(Point localization data)
◇ ◇ ◇ ◇ ◇

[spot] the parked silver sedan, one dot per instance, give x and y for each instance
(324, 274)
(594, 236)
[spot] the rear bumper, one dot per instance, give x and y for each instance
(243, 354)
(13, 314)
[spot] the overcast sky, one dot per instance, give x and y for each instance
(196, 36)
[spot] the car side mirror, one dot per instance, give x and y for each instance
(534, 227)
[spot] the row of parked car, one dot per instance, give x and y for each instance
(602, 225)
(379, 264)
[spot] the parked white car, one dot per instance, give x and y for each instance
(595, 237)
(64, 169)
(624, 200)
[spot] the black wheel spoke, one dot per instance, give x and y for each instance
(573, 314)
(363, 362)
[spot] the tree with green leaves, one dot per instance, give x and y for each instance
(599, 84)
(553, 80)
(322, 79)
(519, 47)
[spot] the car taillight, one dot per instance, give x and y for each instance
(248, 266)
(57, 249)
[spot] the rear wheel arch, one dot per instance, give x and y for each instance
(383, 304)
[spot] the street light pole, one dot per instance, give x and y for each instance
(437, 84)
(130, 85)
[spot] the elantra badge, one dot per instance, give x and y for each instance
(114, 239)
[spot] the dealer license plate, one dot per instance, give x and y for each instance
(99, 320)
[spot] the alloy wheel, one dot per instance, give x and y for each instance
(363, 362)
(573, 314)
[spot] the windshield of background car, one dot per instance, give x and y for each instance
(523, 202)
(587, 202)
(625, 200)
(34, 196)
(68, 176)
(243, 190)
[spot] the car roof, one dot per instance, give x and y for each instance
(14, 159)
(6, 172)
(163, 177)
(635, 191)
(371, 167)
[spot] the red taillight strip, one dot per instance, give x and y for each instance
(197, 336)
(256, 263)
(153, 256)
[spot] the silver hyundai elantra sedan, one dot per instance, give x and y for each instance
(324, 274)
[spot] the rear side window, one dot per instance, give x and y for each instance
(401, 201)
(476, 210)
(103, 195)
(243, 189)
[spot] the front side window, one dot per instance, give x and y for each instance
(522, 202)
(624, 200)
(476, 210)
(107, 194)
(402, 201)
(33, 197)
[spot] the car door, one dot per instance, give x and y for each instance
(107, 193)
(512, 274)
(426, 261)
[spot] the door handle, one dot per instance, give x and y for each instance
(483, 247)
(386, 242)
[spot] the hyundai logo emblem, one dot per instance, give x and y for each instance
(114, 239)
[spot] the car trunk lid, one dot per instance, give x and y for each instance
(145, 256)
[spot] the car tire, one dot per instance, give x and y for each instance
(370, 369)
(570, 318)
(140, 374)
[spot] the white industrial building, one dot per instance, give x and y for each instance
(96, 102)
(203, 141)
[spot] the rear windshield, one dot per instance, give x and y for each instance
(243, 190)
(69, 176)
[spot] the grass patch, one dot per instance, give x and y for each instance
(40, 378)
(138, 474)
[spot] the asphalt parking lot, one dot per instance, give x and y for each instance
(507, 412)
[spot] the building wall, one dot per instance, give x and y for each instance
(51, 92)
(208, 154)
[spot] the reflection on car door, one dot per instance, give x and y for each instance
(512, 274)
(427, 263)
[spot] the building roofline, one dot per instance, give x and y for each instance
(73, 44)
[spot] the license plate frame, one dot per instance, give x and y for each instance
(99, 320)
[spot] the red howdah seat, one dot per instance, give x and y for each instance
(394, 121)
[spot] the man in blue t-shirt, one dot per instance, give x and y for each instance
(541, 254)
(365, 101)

◇ ◇ ◇ ◇ ◇

EXERCISE BRIEF: Leaving no line out, return the data above verbatim.

EXPECTED ANSWER:
[spot] the parked silver sedan, one dot per instance, give x and y for each instance
(324, 274)
(594, 236)
[spot] the rear bumper, one dot per instance, give x and y for each instance
(243, 354)
(13, 314)
[spot] the overcast sky, one dot per instance, give x and y for each instance
(196, 36)
[spot] the car side mirror, one dot per instance, give x and y for each instance
(534, 227)
[spot] the row of parked car, one dot per instance, give x and y for each instance
(602, 225)
(379, 264)
[spot] the parked white car, one dot per instance, give x and y for each instance
(595, 237)
(64, 169)
(624, 200)
[spot] the black wheel spoke, one dot per instance, give x and y for each instance
(573, 314)
(363, 362)
[spot] the tree with green leaves, one dot per instance, give x and y for each instance
(599, 84)
(553, 80)
(322, 79)
(519, 47)
[spot] the car taillight, one dot per instance, give x and y for each instance
(248, 266)
(57, 249)
[spot] the rear wheel arch, one dot per instance, give x and y for each instance
(383, 304)
[spot] the street light pole, one dot per instance, give x and y for each instance
(437, 84)
(130, 85)
[spot] the elantra badge, one dot per instance, give x and y for each instance
(114, 239)
[spot] the dealer license plate, one dot per instance, give x and y for each instance
(99, 320)
[spot] the alloy wheel, one dot per instance, give x and y for each instance
(363, 362)
(573, 314)
[spot] the windshield of background car, one dot per instance, give x and y for each instance
(523, 202)
(587, 202)
(625, 200)
(34, 196)
(68, 176)
(243, 190)
[spot] the car roof, one dot per instance, give x and y for each instance
(14, 159)
(6, 172)
(163, 177)
(635, 191)
(371, 167)
[spot] the red taillight strip, one dot per instance, give x and y for each instance
(197, 336)
(256, 263)
(153, 256)
[spot] the silver hyundai elantra sedan, one dot per instance, give x and y for each instance
(324, 274)
[spot] the rear side window, one dot per instance, give x and y for each instance
(401, 201)
(476, 210)
(103, 195)
(243, 189)
[spot] the front side window, one dot per instance, give x and y for each instance
(522, 202)
(624, 200)
(476, 210)
(107, 194)
(402, 201)
(33, 197)
[spot] the car door, one dot per instance, give x and y for each instance
(107, 193)
(512, 274)
(426, 261)
[spot] the door handle, one dot per instance, give x and y for each instance
(483, 247)
(386, 242)
[spot] the hyundai logo emblem, one dot per instance, give x and y for each instance
(114, 239)
[spot] the car trunk lid, one dot per instance, give x and y for each instance
(145, 256)
[spot] the car tire, one dot per instance, give x and y for each instance
(370, 369)
(570, 318)
(140, 374)
[spot] the white industrial building, one dot per instance, give x and y for each instance
(96, 102)
(203, 141)
[spot] the rear windshield, one dot per instance, give x and y for each instance
(243, 190)
(69, 176)
[spot] the grass patch, one dot per instance, give x and y for each instance
(40, 378)
(138, 474)
[spot] the asphalt parking lot, one dot per instance, give x and y for each instance
(507, 412)
[spot] the building wall, one dot per instance, give x and y for each instance
(51, 92)
(208, 154)
[spot] the reflection on car door, one dot per instance, give x and y for each instance
(512, 274)
(427, 263)
[spot] the building roofline, one dot per instance, give x and y for each instance
(73, 44)
[spot] the license plate frame, one dot per instance, give x and y for each instance
(99, 320)
[spot] the red howdah seat, one dot per instance, give x and y for each instance
(394, 121)
[spot] the man in blue t-shirt, one dot per instance, give x and y for each instance
(541, 254)
(365, 101)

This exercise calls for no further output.